## [Things to do]
1. In the commentary on the U.S. bombing of Syria, how does it say the U.S. and the international community could have contained and shrunk ISIS?
2. Write the next part of the commentary on the U.S. bombing of Syria, picking up after its last sentence.
* begin Extracted text *
And yes, members of this Democratic administration,
including the president who executed this policy, must be held
accountable by the International Criminal Court and by the American
people, who he serves.
But as we know, war is a powerful and
cynical PR tactic. I expect the bombing of Syria will momentarily boost
the White House's popularity with self-serving heroic accounts of damage
inflicted upon ISIS (and the U.S. equipment they use). Stuffing the
November ballot box with bombs and missiles may even help the Democratic
Party retain the Senate.
But after the election the voters will
discover that the president played into the hands of extremists, hurt
civilians, and embroiled our country deep into another conflict in the
Middle East.
There were alternatives. The U.S. and the
international community could have contained and shrunk ISIS by cutting
off its funds and its revenue from sale of oil on the black market. We
could have looked to strike a deal with Syria and Iran.
* end Extracted text *
* begin Record excerpts *
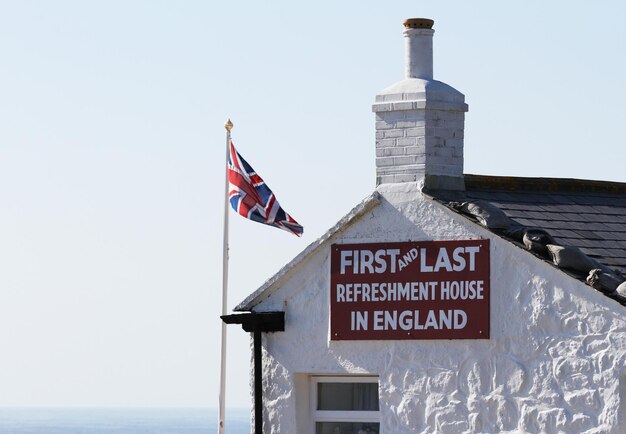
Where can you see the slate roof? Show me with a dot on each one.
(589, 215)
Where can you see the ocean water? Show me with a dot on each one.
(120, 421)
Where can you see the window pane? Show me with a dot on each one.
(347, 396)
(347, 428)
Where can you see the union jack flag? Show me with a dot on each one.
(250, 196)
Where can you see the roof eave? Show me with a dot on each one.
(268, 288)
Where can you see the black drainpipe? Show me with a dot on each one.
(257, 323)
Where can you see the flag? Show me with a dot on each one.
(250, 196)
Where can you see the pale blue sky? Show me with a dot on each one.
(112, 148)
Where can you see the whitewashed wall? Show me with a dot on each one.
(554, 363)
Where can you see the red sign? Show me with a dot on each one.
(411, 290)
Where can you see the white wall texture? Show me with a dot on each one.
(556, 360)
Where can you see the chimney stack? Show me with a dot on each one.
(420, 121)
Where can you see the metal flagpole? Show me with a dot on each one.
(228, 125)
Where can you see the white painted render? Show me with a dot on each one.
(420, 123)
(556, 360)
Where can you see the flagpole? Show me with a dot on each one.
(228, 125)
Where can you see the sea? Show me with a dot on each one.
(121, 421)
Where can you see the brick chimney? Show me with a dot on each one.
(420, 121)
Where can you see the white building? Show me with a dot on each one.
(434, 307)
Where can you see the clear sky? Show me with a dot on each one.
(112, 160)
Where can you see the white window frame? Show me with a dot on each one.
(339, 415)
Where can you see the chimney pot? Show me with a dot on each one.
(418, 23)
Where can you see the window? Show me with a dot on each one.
* end Record excerpts *
* begin Record excerpts *
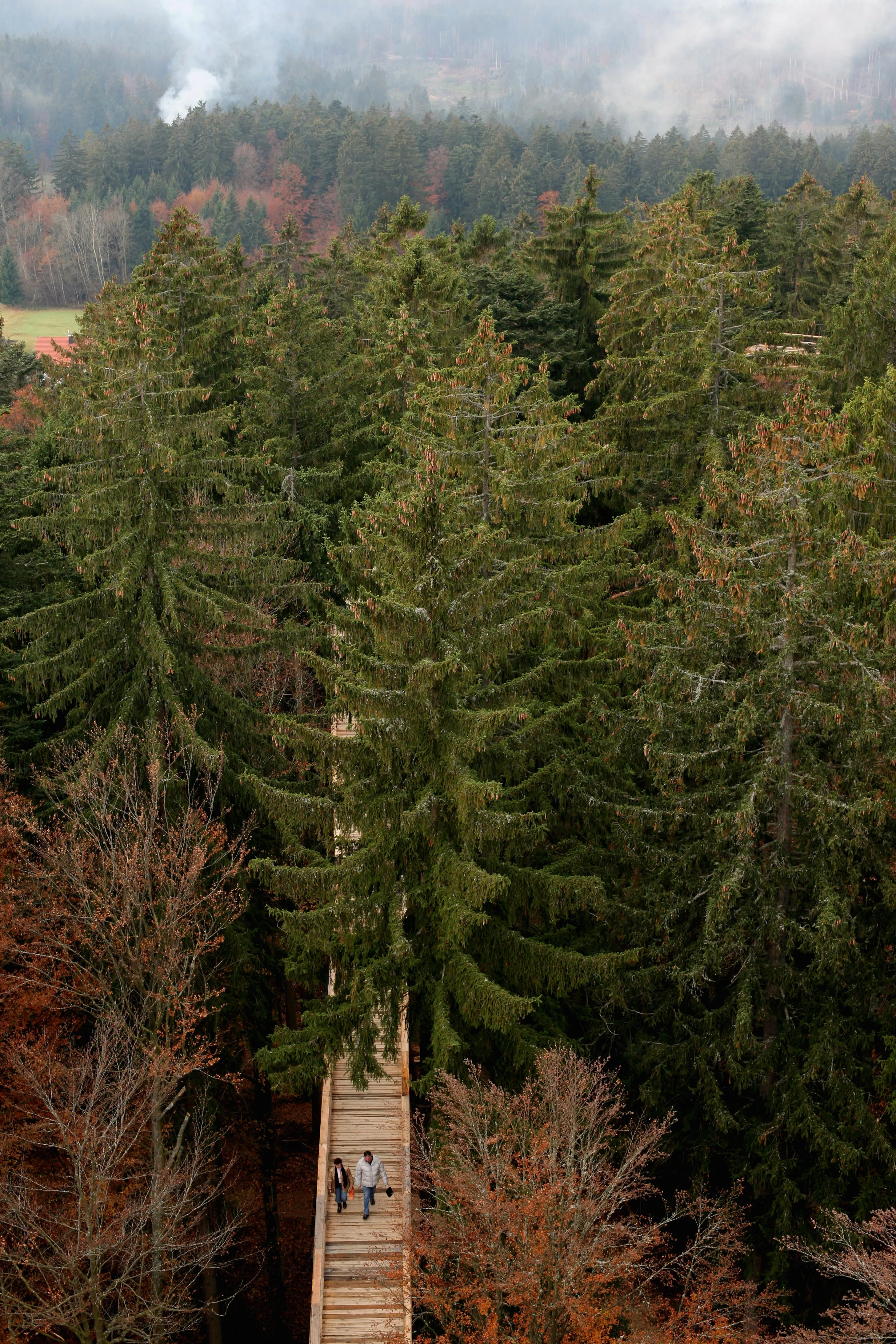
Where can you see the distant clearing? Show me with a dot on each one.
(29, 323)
* end Record excerpts *
## [Outputs]
1. By cutting off its funds and its revenue from the sale of oil on the black market.

2.
In foreign
policy, the administration has failed. Congress has failed. Both the
Democratic and Republican Parties have passed the national checkbook to
their patrons in the war contracting business. And passed the bill to
future generations.
The American people, who in 2008 searched for
something redemptive after years of George W. Bush's war, realize in
2014 that hope and change was but a clever slogan. It was used to gain
power and to keep it through promoting fear, war, the growth of the
National Security state, and an autumnal bonfire of countless billions
of tax dollars which fall like leaves from money trees on the banks of
the Potomac.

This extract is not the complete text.